— Aim A —
List every airport named in the Kiruna travel post below.
— Aim B —
In the Kiruna travel post below, rewrite the paragraph that begins "Kiruna is the northernmost city" as one shorter sentence that keeps its main facts.
— Aim C —
From the Kiruna travel post below, copy word for word the passage from "There was a" to "you continue reading.".

Feb 6, 2012

Kiruna, Sweden

03 (Fri) - 06 (Mon) Feb 2011
Lodging: Hotell City

The utmost purpose of this trip is, to watch the northern lights or more commonly called "Aurora Borealis". Were we lucky enough?

Day 1

Huge Winnie the Pooh at
Copenhagen Airport Terminal 3
Kiruna is the northernmost city of Sweden in the province of Lapland and as we're staying in Lund, the funny thing happened - we took train from Lund, Sweden to Copenhagen, Denmark and fly to Kiruna, which is in Sweden.

There was a transit at Stockholm Arlanda Airport, Kiruna airport is a very tiny one, so not many places to fly from for it.

As we arrived to Kiruna airport, there's a digital indicator outside displaying the temperature (-21°C), and the cold temperature was of course expected - one needs some trainings to survive this temperature. Well, this is just the beginning, -44°C comes as you continue reading.

— Information shown —
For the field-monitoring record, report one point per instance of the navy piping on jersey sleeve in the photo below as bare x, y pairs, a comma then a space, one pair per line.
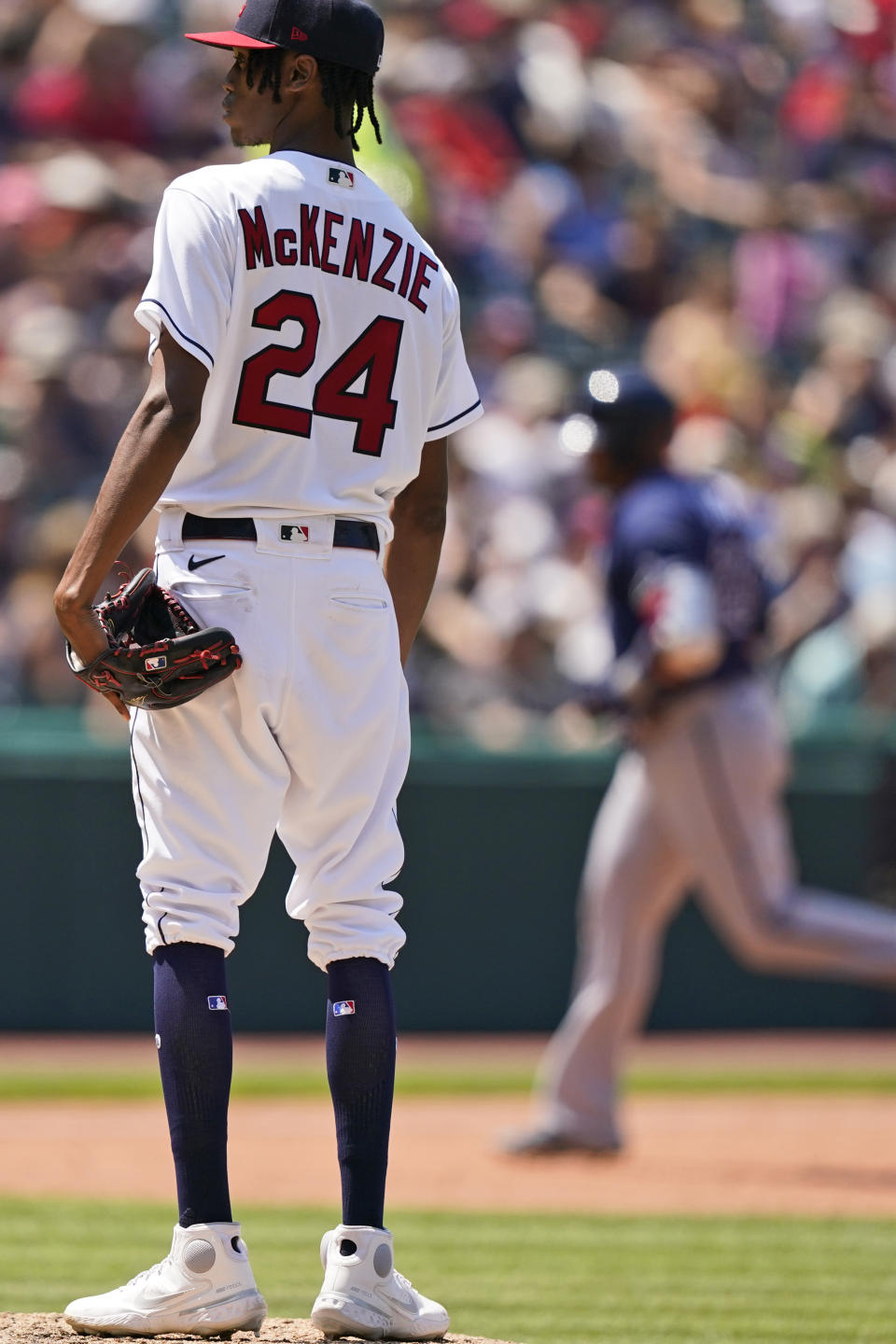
445, 424
208, 355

— Task output A —
Copenhagen Airport (Terminal 3), Stockholm Arlanda Airport, Kiruna airport

— Task output B —
Kiruna, Sweden's northernmost city, is in Lapland; staying in Lund, the travelers took a train to Copenhagen, Denmark, and then flew back into Sweden to reach Kiruna.

— Task output C —
There was a transit at Stockholm Arlanda Airport, Kiruna airport is a very tiny one, so not many places to fly from for it.

As we arrived to Kiruna airport, there's a digital indicator outside displaying the temperature (-21°C), and the cold temperature was of course expected - one needs some trainings to survive this temperature. Well, this is just the beginning, -44°C comes as you continue reading.